**Given request 1**
Reproduce the page on the DMC-12 instrument cluster below word for word, in full.

The DMC-12 was designed in the late 70's, before the auto industry had settled on the modern computerized interfaces like ODB2 or CANBus. Its systems are primarily electro-mechanical, which makes it somewhat awkward to hook up to a computer. This page will document as much as I've learned in the context of monitoring the car.
The instrument cluster consists of:
- Speedometer/odometer, mechanically driven by a cable from the front left wheel
- Tachometer, which is driven by the pulses coming from the 12V side of the engine coil
- Fuel gauge, which measures a variable resistance to ground through the fuel sensor in the gas tank
- Temperature gauge, which measures a variable resistance to ground from the thermostat in the engine coolant
- Oil pressure gauge, which measures resistance to ground from the oil sender
- High/low beam and turn signals, which are hot signals from those lighting circuits
- Alternator (battery) light which lights when the battery is higher voltage than the alternator
- Seatbelt light, which is a switch to ground
- Oil light, which is a switch to ground
- Brake light, which is a switch to ground (either via parking brake, or a failure detection in the master cylinder)
- Door light, if either door switch is grounded
- Fuel light, which is a switch at the bottom of the fuel sender
- Lambda light, which is a switch to ground that comes on every so many miles (when it is time to change the oxygen sensor)
The instrument cluster has several oddities. (Well, to be fair, some of these are standard things for old cars, but they puzzle me why anyone would design a system that way.)
First and foremost, the battery light provides power to the windings of the alternator when lit, and without that light the alternator will never energize, and results in a dead battery. (even while driving)
Next, the fuel sender and oil pressure sender are very small resistances. The oil sender varies from 0Ω to about 80Ω, and the fuel sender varies from 0Ω to about 90Ω. These are annoying from a circuit standpoint because such small resistances waste a lot of current (or at low currents, create tiny voltage drops that are hard to measure accurately in a noisy automotive environment) and are greatly affected by resistance in connectors between the sensor and the gauge. If they'd just picked resistance ranges like 0 to 1KΩ, this would be no problem.

**Supplied data**
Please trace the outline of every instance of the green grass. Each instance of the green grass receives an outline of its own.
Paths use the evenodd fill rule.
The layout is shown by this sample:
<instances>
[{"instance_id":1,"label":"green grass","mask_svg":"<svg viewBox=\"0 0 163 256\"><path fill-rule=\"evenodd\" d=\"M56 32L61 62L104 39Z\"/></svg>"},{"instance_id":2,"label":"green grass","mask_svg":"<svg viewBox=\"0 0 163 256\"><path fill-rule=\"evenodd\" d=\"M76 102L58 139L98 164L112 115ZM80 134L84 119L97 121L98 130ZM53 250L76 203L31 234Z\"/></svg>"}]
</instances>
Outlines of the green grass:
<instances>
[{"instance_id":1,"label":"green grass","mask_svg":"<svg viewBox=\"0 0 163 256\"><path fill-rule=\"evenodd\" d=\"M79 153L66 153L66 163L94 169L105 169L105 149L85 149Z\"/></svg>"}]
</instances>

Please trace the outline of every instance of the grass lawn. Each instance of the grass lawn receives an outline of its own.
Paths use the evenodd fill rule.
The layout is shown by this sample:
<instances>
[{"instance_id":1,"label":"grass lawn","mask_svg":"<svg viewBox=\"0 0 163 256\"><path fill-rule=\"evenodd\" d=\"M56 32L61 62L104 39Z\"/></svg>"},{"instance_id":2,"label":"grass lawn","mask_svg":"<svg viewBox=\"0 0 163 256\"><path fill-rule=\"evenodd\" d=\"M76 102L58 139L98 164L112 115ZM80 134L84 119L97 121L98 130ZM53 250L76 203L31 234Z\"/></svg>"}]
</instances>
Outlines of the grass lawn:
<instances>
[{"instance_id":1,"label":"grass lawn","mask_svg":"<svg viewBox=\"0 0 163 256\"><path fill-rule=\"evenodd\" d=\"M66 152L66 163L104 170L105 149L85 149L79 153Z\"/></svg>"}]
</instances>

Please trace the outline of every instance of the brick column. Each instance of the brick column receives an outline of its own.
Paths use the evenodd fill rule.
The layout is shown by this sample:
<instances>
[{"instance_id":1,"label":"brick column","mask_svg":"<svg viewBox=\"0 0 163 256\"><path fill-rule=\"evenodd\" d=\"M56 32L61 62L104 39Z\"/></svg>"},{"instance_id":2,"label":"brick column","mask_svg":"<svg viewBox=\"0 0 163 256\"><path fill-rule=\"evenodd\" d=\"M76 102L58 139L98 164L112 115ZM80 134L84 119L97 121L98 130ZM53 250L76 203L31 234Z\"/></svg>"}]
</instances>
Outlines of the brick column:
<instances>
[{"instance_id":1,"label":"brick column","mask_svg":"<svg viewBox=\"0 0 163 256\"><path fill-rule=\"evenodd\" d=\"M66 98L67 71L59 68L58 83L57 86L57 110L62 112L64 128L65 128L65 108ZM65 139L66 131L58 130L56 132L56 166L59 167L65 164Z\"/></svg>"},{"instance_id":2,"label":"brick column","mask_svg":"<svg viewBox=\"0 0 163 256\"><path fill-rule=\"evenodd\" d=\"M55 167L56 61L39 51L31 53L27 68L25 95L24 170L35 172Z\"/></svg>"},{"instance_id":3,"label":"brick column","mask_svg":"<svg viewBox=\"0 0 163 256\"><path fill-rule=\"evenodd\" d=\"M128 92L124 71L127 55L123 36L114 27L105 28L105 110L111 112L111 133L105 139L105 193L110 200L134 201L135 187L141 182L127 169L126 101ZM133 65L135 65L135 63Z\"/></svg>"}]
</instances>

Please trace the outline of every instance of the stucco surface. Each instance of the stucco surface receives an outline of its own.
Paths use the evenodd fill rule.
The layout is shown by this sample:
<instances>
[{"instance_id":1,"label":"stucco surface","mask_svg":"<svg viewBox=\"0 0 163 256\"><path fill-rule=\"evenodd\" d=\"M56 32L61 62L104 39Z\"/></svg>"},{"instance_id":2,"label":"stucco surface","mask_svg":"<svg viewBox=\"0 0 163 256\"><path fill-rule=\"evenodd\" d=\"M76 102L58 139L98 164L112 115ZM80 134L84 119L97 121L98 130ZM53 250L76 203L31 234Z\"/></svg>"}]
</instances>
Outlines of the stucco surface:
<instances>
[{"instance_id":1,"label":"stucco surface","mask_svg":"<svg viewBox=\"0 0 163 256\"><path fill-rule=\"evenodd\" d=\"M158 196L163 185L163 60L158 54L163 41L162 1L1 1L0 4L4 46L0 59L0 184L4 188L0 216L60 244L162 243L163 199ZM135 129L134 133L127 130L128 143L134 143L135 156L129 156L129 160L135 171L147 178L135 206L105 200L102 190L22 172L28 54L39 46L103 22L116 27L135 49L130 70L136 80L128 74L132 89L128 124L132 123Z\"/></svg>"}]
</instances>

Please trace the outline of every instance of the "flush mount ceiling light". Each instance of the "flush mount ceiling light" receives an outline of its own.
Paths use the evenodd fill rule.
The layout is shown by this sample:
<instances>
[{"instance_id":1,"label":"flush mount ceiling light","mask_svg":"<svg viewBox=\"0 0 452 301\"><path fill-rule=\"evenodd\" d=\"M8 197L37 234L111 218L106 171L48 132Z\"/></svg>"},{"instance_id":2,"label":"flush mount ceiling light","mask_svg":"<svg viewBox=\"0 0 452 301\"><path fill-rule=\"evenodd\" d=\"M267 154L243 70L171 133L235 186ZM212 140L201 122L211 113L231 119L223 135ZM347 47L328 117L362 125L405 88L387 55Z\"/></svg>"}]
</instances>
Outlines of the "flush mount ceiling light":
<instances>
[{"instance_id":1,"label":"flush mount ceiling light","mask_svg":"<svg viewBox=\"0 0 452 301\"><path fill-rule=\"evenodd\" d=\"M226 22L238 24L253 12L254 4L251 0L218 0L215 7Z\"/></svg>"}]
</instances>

**Given request 2**
Find every line in the rows that contains the string "lawn" and copy each of those lines.

**Exercise output 1**
The DMC-12 was designed in the late 70's, before the auto industry had settled on the modern computerized interfaces like ODB2 or CANBus. Its systems are primarily electro-mechanical, which makes it somewhat awkward to hook up to a computer. This page will document as much as I've learned in the context of monitoring the car.
The instrument cluster consists of:
- Speedometer/odometer, mechanically driven by a cable from the front left wheel
- Tachometer, which is driven by the pulses coming from the 12V side of the engine coil
- Fuel gauge, which measures a variable resistance to ground through the fuel sensor in the gas tank
- Temperature gauge, which measures a variable resistance to ground from the thermostat in the engine coolant
- Oil pressure gauge, which measures resistance to ground from the oil sender
- High/low beam and turn signals, which are hot signals from those lighting circuits
- Alternator (battery) light which lights when the battery is higher voltage than the alternator
- Seatbelt light, which is a switch to ground
- Oil light, which is a switch to ground
- Brake light, which is a switch to ground (either via parking brake, or a failure detection in the master cylinder)
- Door light, if either door switch is grounded
- Fuel light, which is a switch at the bottom of the fuel sender
- Lambda light, which is a switch to ground that comes on every so many miles (when it is time to change the oxygen sensor)
The instrument cluster has several oddities. (Well, to be fair, some of these are standard things for old cars, but they puzzle me why anyone would design a system that way.)
First and foremost, the battery light provides power to the windings of the alternator when lit, and without that light the alternator will never energize, and results in a dead battery. (even while driving)
Next, the fuel sender and oil pressure sender are very small resistances. The oil sender varies from 0Ω to about 80Ω, and the fuel sender varies from 0Ω to about 90Ω. These are annoying from a circuit standpoint because such small resistances waste a lot of current (or at low currents, create tiny voltage drops that are hard to measure accurately in a noisy automotive environment) and are greatly affected by resistance in connectors between the sensor and the gauge. If they'd just picked resistance ranges like 0 to 1KΩ, this would be no problem.

**Exercise output 2**
Please trace the outline of every instance of the grass lawn. Each instance of the grass lawn receives an outline of its own.
[{"instance_id":1,"label":"grass lawn","mask_svg":"<svg viewBox=\"0 0 163 256\"><path fill-rule=\"evenodd\" d=\"M56 32L61 62L104 39Z\"/></svg>"},{"instance_id":2,"label":"grass lawn","mask_svg":"<svg viewBox=\"0 0 163 256\"><path fill-rule=\"evenodd\" d=\"M76 102L58 139L98 164L112 115ZM80 134L84 119L97 121L98 130ZM53 250L76 203L31 234Z\"/></svg>"}]
Outlines of the grass lawn:
[{"instance_id":1,"label":"grass lawn","mask_svg":"<svg viewBox=\"0 0 163 256\"><path fill-rule=\"evenodd\" d=\"M66 152L66 163L104 170L105 149L85 149L79 153Z\"/></svg>"}]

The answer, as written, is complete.